Instructions to follow: Please copy the data shown below, word for word.

Source information:
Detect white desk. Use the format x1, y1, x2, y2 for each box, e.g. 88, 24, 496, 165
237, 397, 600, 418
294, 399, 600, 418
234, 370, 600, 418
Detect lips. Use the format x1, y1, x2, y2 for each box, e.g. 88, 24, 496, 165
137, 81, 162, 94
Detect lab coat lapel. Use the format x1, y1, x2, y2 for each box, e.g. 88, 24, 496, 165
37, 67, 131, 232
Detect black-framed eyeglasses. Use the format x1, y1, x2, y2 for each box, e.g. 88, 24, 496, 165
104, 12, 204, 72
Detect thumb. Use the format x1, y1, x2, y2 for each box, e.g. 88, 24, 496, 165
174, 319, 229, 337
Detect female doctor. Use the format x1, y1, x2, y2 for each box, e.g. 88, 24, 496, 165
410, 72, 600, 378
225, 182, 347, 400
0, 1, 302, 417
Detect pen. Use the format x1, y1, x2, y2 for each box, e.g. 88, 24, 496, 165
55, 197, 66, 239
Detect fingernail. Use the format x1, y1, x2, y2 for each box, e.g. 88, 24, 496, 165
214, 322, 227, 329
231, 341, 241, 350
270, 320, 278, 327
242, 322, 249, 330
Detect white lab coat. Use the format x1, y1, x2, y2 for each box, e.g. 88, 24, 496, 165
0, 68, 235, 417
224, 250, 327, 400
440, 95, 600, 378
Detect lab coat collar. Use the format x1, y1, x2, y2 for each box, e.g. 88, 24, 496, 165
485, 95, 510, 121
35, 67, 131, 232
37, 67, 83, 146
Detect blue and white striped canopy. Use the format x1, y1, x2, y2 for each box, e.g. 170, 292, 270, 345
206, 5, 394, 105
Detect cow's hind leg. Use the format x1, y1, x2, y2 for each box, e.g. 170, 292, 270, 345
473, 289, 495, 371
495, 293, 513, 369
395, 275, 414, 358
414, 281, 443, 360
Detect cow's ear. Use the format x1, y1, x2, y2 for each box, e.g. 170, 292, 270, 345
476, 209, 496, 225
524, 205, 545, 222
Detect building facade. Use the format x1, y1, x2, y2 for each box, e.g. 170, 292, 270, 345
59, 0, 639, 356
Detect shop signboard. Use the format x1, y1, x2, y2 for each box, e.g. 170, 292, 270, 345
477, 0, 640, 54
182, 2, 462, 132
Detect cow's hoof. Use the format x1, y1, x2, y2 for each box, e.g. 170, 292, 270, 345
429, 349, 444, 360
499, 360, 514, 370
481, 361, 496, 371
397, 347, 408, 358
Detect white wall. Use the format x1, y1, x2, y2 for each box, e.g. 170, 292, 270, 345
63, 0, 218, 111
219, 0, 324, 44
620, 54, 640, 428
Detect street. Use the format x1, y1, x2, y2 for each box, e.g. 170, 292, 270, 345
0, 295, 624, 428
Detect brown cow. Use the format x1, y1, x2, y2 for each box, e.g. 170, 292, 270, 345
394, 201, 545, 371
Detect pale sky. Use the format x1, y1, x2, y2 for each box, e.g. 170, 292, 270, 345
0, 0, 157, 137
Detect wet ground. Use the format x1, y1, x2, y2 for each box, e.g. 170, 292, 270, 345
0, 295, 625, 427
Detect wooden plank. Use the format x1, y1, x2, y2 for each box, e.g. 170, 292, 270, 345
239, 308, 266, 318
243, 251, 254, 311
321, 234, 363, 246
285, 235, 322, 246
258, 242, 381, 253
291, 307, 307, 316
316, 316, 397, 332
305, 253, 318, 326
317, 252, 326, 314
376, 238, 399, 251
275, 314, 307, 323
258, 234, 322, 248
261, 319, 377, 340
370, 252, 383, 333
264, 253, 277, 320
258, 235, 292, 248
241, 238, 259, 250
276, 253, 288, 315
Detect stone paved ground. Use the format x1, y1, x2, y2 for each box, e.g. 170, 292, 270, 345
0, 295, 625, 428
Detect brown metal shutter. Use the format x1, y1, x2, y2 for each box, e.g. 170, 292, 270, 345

Completed task:
Detect white desk. Use the format x1, y1, x2, y2 for each box, e.g. 88, 24, 496, 165
237, 397, 600, 418
294, 399, 600, 418
234, 370, 600, 418
Detect lips. Use the format x1, y1, x2, y2 for each box, e.g. 88, 24, 496, 165
137, 81, 162, 94
Detect lab coat lapel. Use the format x1, y1, x2, y2 for each box, e.g. 88, 24, 496, 165
37, 67, 131, 232
Detect black-framed eyeglasses. Use the format x1, y1, x2, y2 for each box, e.g. 88, 24, 496, 165
104, 12, 204, 72
Detect thumb. Use the format x1, y1, x2, y2 for each box, e.g. 88, 24, 496, 165
174, 319, 229, 337
Detect female doctor. Use the format x1, y1, x2, y2 for each box, e.g. 88, 24, 496, 165
410, 72, 600, 378
225, 182, 347, 400
0, 1, 302, 417
Detect pen. Use the format x1, y1, x2, y2 for each box, e.g. 88, 24, 496, 165
55, 197, 66, 239
Detect fingernail. Use the format x1, y1, x2, y2 for each box, e.g. 88, 24, 496, 165
214, 322, 227, 329
231, 341, 241, 350
270, 320, 278, 327
242, 322, 249, 330
Detect white lab coat. Use the format x1, y1, x2, y2 for each box, e.g. 88, 24, 496, 165
0, 68, 235, 417
224, 250, 327, 400
440, 95, 600, 378
Detect lab coat collar. Use the format x1, y1, x2, y2 for each box, e.g. 88, 24, 496, 165
485, 95, 510, 121
35, 67, 131, 232
37, 67, 83, 146
Detect blue and white striped canopy. Use the format x1, y1, x2, y2 for each box, e.g. 170, 292, 270, 345
206, 5, 394, 105
Detect cow's hind leg. Use the format x1, y1, x2, y2 for each box, e.g. 170, 292, 270, 345
473, 289, 495, 371
495, 293, 513, 369
395, 275, 414, 358
414, 281, 443, 360
Detect cow's ear. Use the format x1, y1, x2, y2 for each box, e.g. 170, 292, 270, 345
476, 209, 496, 225
524, 205, 545, 222
Detect building facade. Use the format x1, y1, x2, y2 for each box, e.g. 170, 292, 270, 345
59, 0, 639, 356
Detect shop signboard. Use the format x1, y1, x2, y2 for each box, e.g. 170, 292, 270, 345
477, 0, 640, 54
182, 2, 462, 132
Detect cow's hoof. Use the format x1, y1, x2, y2 for each box, e.g. 170, 292, 270, 345
429, 349, 444, 360
499, 360, 514, 370
481, 361, 496, 371
397, 347, 408, 358
Detect white wall. Use the format x1, y1, x2, y2 for each box, e.g. 170, 292, 270, 345
63, 0, 218, 111
219, 0, 324, 44
620, 54, 640, 428
Detect street. Use the format x1, y1, x2, y2 for each box, e.g. 170, 292, 270, 345
0, 295, 624, 428
Detect brown cow. Use the format x1, y1, x2, y2 for each box, e.g. 170, 292, 270, 345
394, 201, 545, 371
Detect pale sky. Use the format x1, y1, x2, y2 for each box, e.g. 170, 292, 270, 345
0, 0, 157, 137
Detect wet ground. Use the format x1, y1, x2, y2 for each box, e.g. 170, 292, 270, 345
0, 295, 625, 427
Detect wooden plank. Use the format x1, y1, x2, y2 for each box, e.g. 170, 292, 270, 345
239, 308, 266, 318
243, 251, 254, 311
321, 234, 363, 246
285, 235, 322, 246
258, 242, 381, 253
291, 307, 307, 316
316, 316, 397, 332
305, 253, 318, 326
317, 252, 326, 314
376, 238, 399, 251
275, 314, 307, 323
258, 234, 322, 248
261, 319, 377, 340
370, 252, 383, 333
264, 253, 277, 320
258, 235, 292, 248
241, 238, 259, 250
276, 253, 288, 315
Detect stone paved ground. Use the format x1, y1, x2, y2 for each box, e.g. 170, 292, 270, 345
0, 295, 625, 428
Detect brown metal shutter. Use the format x1, y1, x2, y2 for each box, e.g. 170, 292, 270, 345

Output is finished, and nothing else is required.